Exercise brief
Copy every line of the records below word for word.

Stored data
|---|

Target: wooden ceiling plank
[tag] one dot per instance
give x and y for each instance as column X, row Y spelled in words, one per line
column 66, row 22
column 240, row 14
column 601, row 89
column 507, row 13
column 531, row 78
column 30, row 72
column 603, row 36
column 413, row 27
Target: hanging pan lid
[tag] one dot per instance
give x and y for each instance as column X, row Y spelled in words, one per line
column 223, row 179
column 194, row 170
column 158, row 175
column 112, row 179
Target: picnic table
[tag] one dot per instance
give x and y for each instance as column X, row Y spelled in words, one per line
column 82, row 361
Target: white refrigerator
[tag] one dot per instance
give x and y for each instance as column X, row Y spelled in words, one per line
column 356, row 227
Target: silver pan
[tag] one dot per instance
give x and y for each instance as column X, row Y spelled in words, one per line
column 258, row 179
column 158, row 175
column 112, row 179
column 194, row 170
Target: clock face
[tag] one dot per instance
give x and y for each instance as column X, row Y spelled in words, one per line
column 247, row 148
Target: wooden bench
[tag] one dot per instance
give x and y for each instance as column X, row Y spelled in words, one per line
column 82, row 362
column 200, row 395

|---|

The completed task
Target: wooden ceiling plank
[tag] one dot per instance
give x and y for each instance as column X, row Y spelled in words, one per line
column 66, row 22
column 240, row 14
column 601, row 89
column 507, row 13
column 531, row 78
column 30, row 72
column 603, row 36
column 413, row 27
Target: hanging pan lid
[tag] one dot per instance
give x and y for each instance as column X, row Y spelled in words, one per line
column 223, row 179
column 194, row 170
column 158, row 175
column 112, row 179
Target: picnic table
[tag] one dot per instance
give x and y for each instance as column X, row Y spelled in words, one per line
column 82, row 361
Target: white refrigerator
[tag] one dot per instance
give x and y for each instance as column X, row Y spelled in words, one per line
column 356, row 227
Target: silver pan
[tag] one dot per instance
give x and y for each instance as column X, row Y spelled in words, one per line
column 258, row 179
column 158, row 175
column 112, row 179
column 194, row 170
Target: clock face
[tag] one dot per instance
give x and y for each instance as column X, row Y spelled in words, one per line
column 247, row 148
Target: wooden bench
[tag] one dot per instance
give x and y for each instance as column X, row Y spelled in words, one per line
column 82, row 362
column 200, row 395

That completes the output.